═════ DATA TO USE

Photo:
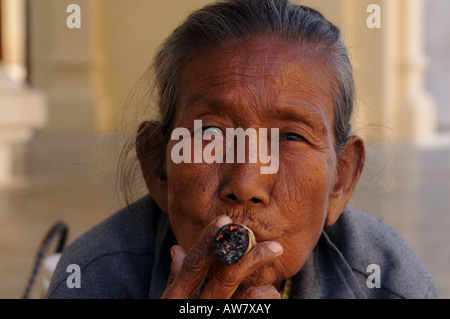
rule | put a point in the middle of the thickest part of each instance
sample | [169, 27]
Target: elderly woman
[276, 68]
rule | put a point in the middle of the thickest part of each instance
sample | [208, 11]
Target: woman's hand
[189, 270]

══════════

• _WORK ORDER_:
Output the data above exactly; pictures do not belong in the copy.

• _RESPONSE TO THE TASK_:
Photo:
rule | put a point in the middle of the thickest part of each instance
sample | [169, 27]
Target: elderly woman
[276, 68]
rule | put a point in the middle of the thickest part of each instance
sample | [208, 11]
Target: woman's hand
[189, 270]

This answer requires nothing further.